(Source records)
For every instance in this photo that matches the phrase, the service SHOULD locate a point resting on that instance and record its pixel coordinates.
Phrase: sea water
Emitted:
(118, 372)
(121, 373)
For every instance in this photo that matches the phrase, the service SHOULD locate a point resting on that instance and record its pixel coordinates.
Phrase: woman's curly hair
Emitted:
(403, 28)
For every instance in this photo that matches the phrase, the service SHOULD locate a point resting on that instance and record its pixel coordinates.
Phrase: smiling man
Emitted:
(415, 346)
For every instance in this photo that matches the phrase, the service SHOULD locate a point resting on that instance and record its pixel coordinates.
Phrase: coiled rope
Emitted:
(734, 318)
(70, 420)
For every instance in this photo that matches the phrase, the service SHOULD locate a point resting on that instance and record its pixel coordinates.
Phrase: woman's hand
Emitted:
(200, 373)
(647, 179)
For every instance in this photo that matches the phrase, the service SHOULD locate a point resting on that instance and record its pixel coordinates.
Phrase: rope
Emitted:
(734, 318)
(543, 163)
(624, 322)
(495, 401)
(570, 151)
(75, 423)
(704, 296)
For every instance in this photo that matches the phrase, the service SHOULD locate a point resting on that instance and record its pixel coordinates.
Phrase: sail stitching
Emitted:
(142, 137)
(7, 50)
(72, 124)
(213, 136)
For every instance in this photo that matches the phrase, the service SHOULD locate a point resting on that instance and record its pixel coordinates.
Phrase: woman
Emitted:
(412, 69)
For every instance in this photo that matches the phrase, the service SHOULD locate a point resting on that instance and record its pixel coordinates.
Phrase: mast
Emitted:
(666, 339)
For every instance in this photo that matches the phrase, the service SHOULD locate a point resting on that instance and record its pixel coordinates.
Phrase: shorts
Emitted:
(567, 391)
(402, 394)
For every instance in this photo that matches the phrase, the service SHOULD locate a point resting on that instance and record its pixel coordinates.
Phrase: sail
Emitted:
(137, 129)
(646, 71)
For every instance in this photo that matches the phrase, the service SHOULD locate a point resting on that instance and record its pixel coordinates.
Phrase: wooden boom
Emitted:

▸ ASSIGNMENT
Each record needs to be duplicated exactly.

▸ OUTPUT FOR THIS EXERCISE
For every instance in this photo that matches the phrase, the service SHOULD locate a point resting on that instance and record its pixel coordinates.
Phrase: sea water
Emitted:
(118, 372)
(121, 373)
For every instance in this photo that matches the phrase, the service SHOULD locate a point resting on that instance and record its pixel coordinates.
Phrase: woman's curly hair
Emitted:
(403, 28)
For every instance in this photo that matches the phrase, the service SHOULD locate a point resting on that instance and record its pixel coordinates.
Phrase: smiling man
Emitted:
(415, 346)
For every instance in this photo that matches the phrase, the service SHOULD locate a point resting on that instance and record its pixel coordinates.
Phrase: coiled rope
Emitted:
(734, 318)
(70, 420)
For every instance in this photo that matches the phrase, the service SHOULD locate a point resting on that instance and record its pixel coordinates.
Phrase: woman's hand
Emitted:
(200, 373)
(647, 179)
For every instance in this photo that matches the phrase, the service SHOULD locate a point resting on that instance and record its pixel coordinates.
Phrase: rope
Emitted:
(734, 318)
(543, 163)
(624, 322)
(495, 401)
(570, 151)
(75, 423)
(704, 296)
For every instance in this photo that matches the phrase, the service SHOULD locate a point resting on that instance and record its pixel coordinates.
Phrase: sail stitching
Emitted:
(142, 137)
(7, 50)
(72, 124)
(213, 136)
For every instance in this photo that matches the phrase, the service SHOULD locate a point resting on that instance and record its pixel coordinates.
Phrase: woman
Emitted:
(412, 69)
For every instance in this photo that matches the phrase, the service SHOULD locate a point resting on that instance and record its pixel coordinates.
Phrase: mast
Emitted:
(666, 339)
For every instance in this photo that matches the phrase, the service SHOULD locate a point resting on that instance and record its pixel coordinates.
Phrase: shorts
Emitted:
(567, 391)
(402, 394)
For every instance in this photo that matches the phrase, the service SHOULD locate a point resting on that instance and record its pixel coordinates.
Phrase: sail
Emitted:
(137, 129)
(646, 71)
For every instance in this photo that matches the phrase, the service SHOULD locate a point resting on that instance and record its pixel coordinates.
Phrase: wooden boom
Emitted:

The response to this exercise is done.